Render all of the records below as a numbered list, omitting any blank lines.

## Extracted information
━━━━

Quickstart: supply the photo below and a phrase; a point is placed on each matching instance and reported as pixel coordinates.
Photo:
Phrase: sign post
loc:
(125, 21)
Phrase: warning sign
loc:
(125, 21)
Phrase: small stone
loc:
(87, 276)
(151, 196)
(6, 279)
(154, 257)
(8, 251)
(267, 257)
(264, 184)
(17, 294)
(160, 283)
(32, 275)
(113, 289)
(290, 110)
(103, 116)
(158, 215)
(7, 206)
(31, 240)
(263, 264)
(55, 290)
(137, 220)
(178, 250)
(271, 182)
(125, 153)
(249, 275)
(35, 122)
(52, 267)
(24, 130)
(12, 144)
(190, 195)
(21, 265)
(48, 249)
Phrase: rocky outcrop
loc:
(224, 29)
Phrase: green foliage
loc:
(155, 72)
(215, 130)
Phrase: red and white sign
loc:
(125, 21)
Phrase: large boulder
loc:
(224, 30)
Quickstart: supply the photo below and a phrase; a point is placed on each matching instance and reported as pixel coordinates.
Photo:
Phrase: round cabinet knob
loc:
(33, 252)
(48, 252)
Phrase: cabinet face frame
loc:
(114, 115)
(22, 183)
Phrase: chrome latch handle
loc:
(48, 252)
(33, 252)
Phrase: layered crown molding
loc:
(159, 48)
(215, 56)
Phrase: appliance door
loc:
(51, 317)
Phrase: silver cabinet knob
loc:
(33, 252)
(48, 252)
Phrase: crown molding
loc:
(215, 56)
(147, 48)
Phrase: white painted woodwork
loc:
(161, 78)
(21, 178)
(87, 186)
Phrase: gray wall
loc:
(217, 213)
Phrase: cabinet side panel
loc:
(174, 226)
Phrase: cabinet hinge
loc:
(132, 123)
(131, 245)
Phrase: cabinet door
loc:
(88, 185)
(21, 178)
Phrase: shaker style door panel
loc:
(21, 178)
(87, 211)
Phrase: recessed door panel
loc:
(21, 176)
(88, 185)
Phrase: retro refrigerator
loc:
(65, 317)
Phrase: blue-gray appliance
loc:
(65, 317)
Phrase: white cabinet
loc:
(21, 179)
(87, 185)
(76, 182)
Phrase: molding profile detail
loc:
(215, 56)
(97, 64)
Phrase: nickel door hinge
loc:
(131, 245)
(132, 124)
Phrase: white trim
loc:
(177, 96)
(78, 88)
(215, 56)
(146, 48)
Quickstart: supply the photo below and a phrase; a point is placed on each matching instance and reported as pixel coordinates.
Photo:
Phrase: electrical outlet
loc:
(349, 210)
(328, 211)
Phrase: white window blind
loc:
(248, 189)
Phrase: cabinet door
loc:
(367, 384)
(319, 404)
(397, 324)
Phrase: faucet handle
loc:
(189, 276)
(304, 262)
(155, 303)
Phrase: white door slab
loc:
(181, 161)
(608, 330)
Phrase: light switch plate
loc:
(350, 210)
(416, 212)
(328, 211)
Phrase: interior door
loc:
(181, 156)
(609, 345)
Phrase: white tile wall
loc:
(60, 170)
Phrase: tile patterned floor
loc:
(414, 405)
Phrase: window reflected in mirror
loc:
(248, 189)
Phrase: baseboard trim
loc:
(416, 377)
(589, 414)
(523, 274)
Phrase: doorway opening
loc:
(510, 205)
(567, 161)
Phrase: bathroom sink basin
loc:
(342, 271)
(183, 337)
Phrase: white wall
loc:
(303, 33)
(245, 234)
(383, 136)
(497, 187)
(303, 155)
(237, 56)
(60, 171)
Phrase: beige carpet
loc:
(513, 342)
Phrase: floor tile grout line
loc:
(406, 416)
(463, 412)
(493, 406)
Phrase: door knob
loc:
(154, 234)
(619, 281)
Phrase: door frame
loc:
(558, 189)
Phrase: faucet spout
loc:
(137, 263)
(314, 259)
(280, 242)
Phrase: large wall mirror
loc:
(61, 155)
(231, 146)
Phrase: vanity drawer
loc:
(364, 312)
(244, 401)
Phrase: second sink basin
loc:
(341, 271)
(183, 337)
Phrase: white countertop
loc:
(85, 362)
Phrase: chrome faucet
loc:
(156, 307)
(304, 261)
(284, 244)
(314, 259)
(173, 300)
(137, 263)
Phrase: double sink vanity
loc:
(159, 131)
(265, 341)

━━━━

## The result
1. Quickstart: supply the photo below and a phrase; a point is placed on each matching instance and reported as pixel coordinates.
2. Photo:
3. Phrase: sign post
4. loc:
5. (125, 21)
6. Phrase: warning sign
7. loc:
8. (125, 21)
9. Phrase: small stone
10. loc:
11. (87, 276)
12. (151, 196)
13. (6, 279)
14. (154, 257)
15. (8, 251)
16. (267, 257)
17. (264, 184)
18. (17, 294)
19. (160, 283)
20. (32, 275)
21. (113, 289)
22. (290, 110)
23. (103, 116)
24. (158, 215)
25. (7, 206)
26. (31, 240)
27. (263, 264)
28. (55, 290)
29. (137, 220)
30. (178, 250)
31. (271, 182)
32. (125, 153)
33. (249, 275)
34. (35, 122)
35. (52, 267)
36. (24, 130)
37. (12, 144)
38. (190, 195)
39. (21, 265)
40. (48, 249)
41. Phrase: rocky outcrop
42. loc:
43. (224, 29)
44. Phrase: green foliage
45. loc:
46. (155, 72)
47. (215, 130)
48. Phrase: red and white sign
49. loc:
50. (125, 21)
51. Phrase: large boulder
52. loc:
53. (224, 30)
54. Quickstart: supply the photo below and a phrase; a point is placed on each matching instance and reported as pixel coordinates.
55. Photo:
56. Phrase: round cabinet knob
57. loc:
58. (33, 252)
59. (48, 252)
60. Phrase: cabinet face frame
61. loc:
62. (114, 115)
63. (22, 183)
64. Phrase: chrome latch handle
65. loc:
66. (48, 252)
67. (33, 252)
68. Phrase: layered crown molding
69. loc:
70. (159, 48)
71. (215, 56)
72. Phrase: appliance door
73. loc:
74. (51, 317)
75. Phrase: silver cabinet knob
76. loc:
77. (33, 252)
78. (48, 252)
79. Phrase: crown molding
80. loc:
81. (215, 56)
82. (147, 48)
83. Phrase: white painted woodwork
84. loc:
85. (161, 78)
86. (21, 178)
87. (87, 186)
88. Phrase: gray wall
89. loc:
90. (217, 213)
91. Phrase: cabinet side panel
92. loc:
93. (174, 226)
94. Phrase: cabinet hinge
95. loc:
96. (132, 123)
97. (131, 245)
98. Phrase: cabinet door
99. loc:
100. (88, 185)
101. (21, 178)
102. Phrase: shaker style door panel
103. loc:
104. (21, 178)
105. (87, 211)
106. Phrase: recessed door panel
107. loc:
108. (21, 176)
109. (88, 185)
110. Phrase: retro refrigerator
111. loc:
112. (65, 317)
113. Phrase: blue-gray appliance
114. loc:
115. (65, 317)
116. Phrase: white cabinet
117. loc:
118. (21, 179)
119. (87, 185)
120. (76, 182)
121. Phrase: molding profile detail
122. loc:
123. (215, 56)
124. (97, 64)
125. Phrase: nickel door hinge
126. loc:
127. (131, 245)
128. (132, 124)
129. Phrase: white trim
130. loc:
131. (177, 96)
132. (78, 88)
133. (215, 56)
134. (146, 48)
135. Quickstart: supply the photo below and a phrase; a point is placed on each matching instance and reported as pixel coordinates.
136. Photo:
137. Phrase: electrical outlet
138. loc:
139. (349, 210)
140. (328, 211)
141. Phrase: white window blind
142. loc:
143. (248, 189)
144. Phrase: cabinet door
145. loc:
146. (367, 384)
147. (319, 404)
148. (397, 324)
149. Phrase: faucet handle
150. loc:
151. (189, 276)
152. (304, 262)
153. (155, 303)
154. Phrase: white door slab
155. loc:
156. (181, 161)
157. (608, 330)
158. Phrase: light switch plate
159. loc:
160. (350, 210)
161. (416, 212)
162. (328, 211)
163. Phrase: interior door
164. loc:
165. (181, 156)
166. (609, 345)
167. Phrase: white tile wall
168. loc:
169. (60, 170)
170. Phrase: tile patterned floor
171. loc:
172. (414, 405)
173. Phrase: window reflected in mirror
174. loc:
175. (248, 189)
176. Phrase: baseboard trim
177. loc:
178. (416, 377)
179. (589, 414)
180. (523, 274)
181. Phrase: doorway opening
182. loc:
183. (510, 205)
184. (567, 161)
185. Phrase: bathroom sink basin
186. loc:
187. (342, 271)
188. (183, 337)
189. Phrase: white wall
190. loc:
191. (303, 33)
192. (245, 234)
193. (383, 136)
194. (497, 187)
195. (303, 155)
196. (237, 56)
197. (60, 171)
198. Phrase: beige carpet
199. loc:
200. (513, 342)
201. Phrase: floor tile grout line
202. loc:
203. (406, 416)
204. (463, 412)
205. (493, 406)
206. Phrase: door knob
207. loc:
208. (154, 234)
209. (619, 281)
210. Phrase: door frame
211. loc:
212. (558, 189)
213. Phrase: faucet spout
214. loc:
215. (137, 263)
216. (314, 259)
217. (280, 242)
218. Phrase: large wall mirror
219. loc:
220. (61, 155)
221. (231, 146)
222. Phrase: vanity drawer
223. loc:
224. (364, 312)
225. (244, 401)
226. Phrase: second sink basin
227. loc:
228. (341, 271)
229. (183, 337)
230. Phrase: white countertop
231. loc:
232. (85, 362)
233. Phrase: chrome faucet
234. loc:
235. (156, 307)
236. (304, 261)
237. (284, 244)
238. (314, 259)
239. (173, 300)
240. (137, 263)
241. Phrase: double sink vanity
242. loc:
243. (159, 131)
244. (265, 341)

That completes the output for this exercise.